EXCERPT PROVIDED:
┌────────

In situations where you might expect or are required take into account the failure of multiple nodes (that are replicas) simultaneously, such as might be the case when using old desktop PCs for your storage, you should increase the number of replicas.
There is a significant initial performance hit for the GlusterFS client, as it merely starts to realize one of the volume’s bricks is no longer available.
The write performance should not be impacted significantly, but the read performance is – not unlike with RAID 1 replicated disk volume.
You can find peers that are unavailable as being disconnected:
# gluster peer status Number of Peers: 3 Hostname: gfs2.example.org Uuid: 5e68482a-4164-4cfb-af2c-61a64cf894a7 State: Peer in Cluster (Connected) Hostname: gfs3.example.org Uuid: 89073c71-1cf7-4d6e-af93-dab8f13cee14 State: Peer in Cluster (Disconnected) Hostname: gfs4.example.org Uuid: fb7db59d-aaee-4dcc-98e3-c852243c8024 State: Peer in Cluster (Connected)
When the node comes back online, it will automatically repair itself before it is deemed connected. During the downtime, and during the repair, it is crucially important the other replica(s) does not fail as well.
Replica x, Distribute y - how much storage, how many nodes?¶
The total storage volume available is impacted most significantly by the number of replicas – the distribution is a JBOD aggregation of volumes.

└────────

STUDY MATERIAL:

┌────────

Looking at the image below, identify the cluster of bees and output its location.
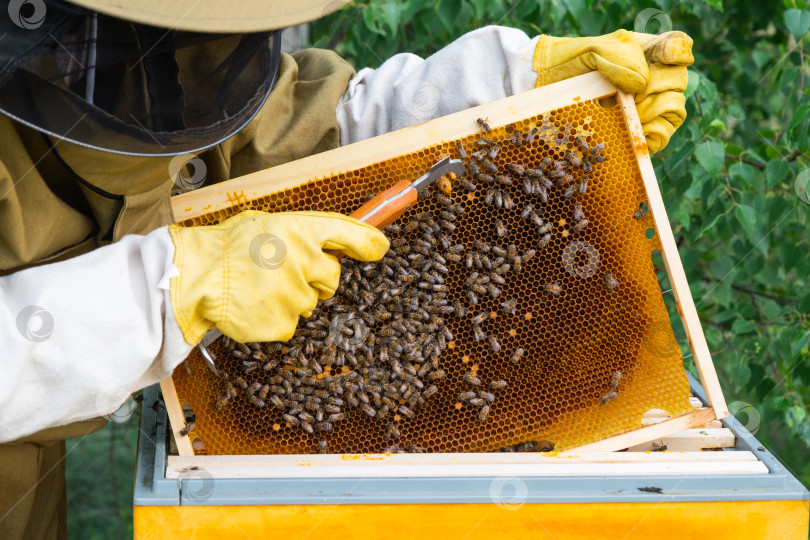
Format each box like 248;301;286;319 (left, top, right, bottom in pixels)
205;120;621;452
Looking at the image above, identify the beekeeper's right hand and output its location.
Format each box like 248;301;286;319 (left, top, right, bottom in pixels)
0;211;388;443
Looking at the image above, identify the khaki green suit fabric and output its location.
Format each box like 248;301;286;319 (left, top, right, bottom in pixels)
0;49;354;540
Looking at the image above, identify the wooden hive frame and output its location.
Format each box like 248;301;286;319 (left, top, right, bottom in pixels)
161;72;728;461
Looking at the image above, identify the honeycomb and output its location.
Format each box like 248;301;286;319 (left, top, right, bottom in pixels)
173;100;693;454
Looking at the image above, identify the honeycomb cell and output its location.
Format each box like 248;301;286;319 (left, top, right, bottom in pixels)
173;101;692;454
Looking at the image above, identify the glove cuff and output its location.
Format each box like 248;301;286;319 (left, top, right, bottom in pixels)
169;225;221;345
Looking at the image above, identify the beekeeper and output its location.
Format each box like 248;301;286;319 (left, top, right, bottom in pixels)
0;0;692;539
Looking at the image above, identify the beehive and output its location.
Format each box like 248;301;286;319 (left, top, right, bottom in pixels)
167;71;724;454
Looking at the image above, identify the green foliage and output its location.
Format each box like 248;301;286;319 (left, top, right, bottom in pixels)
312;0;810;484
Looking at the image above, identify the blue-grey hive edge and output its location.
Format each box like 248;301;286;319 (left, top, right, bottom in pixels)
133;377;810;506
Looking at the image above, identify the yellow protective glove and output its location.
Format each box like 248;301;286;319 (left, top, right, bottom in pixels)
533;30;695;152
169;210;388;345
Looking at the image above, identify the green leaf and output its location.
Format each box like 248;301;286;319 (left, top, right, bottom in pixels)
784;9;810;40
683;69;700;99
695;141;724;175
788;103;810;131
731;319;757;334
799;293;810;313
734;204;757;244
436;0;454;30
765;158;790;189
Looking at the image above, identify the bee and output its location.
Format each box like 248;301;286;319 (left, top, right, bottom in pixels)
503;191;515;210
506;163;526;176
397;405;416;420
535;186;548;202
383;424;402;441
214;393;231;411
571;219;589;233
574;201;585;221
495;174;514;186
484;188;498;205
563;186;577;199
464;373;481;386
478;405;489;424
543;281;562;296
600;392;619;405
248;396;265;408
436;193;453;207
475;118;492;133
495;219;508;238
478;174;495;184
456;141;467;159
180;422;194;437
478;390;495;403
501;298;517;315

└────────

WHAT TO DO: Extract the GlusterFS replication passage above from among the rows and reproduce it in full, word for word.

SOLUTION TO THIS TASK:
In situations where you might expect or are required take into account the failure of multiple nodes (that are replicas) simultaneously, such as might be the case when using old desktop PCs for your storage, you should increase the number of replicas.
There is a significant initial performance hit for the GlusterFS client, as it merely starts to realize one of the volume’s bricks is no longer available.
The write performance should not be impacted significantly, but the read performance is – not unlike with RAID 1 replicated disk volume.
You can find peers that are unavailable as being disconnected:
# gluster peer status Number of Peers: 3 Hostname: gfs2.example.org Uuid: 5e68482a-4164-4cfb-af2c-61a64cf894a7 State: Peer in Cluster (Connected) Hostname: gfs3.example.org Uuid: 89073c71-1cf7-4d6e-af93-dab8f13cee14 State: Peer in Cluster (Disconnected) Hostname: gfs4.example.org Uuid: fb7db59d-aaee-4dcc-98e3-c852243c8024 State: Peer in Cluster (Connected)
When the node comes back online, it will automatically repair itself before it is deemed connected. During the downtime, and during the repair, it is crucially important the other replica(s) does not fail as well.
Replica x, Distribute y - how much storage, how many nodes?¶
The total storage volume available is impacted most significantly by the number of replicas – the distribution is a JBOD aggregation of volumes.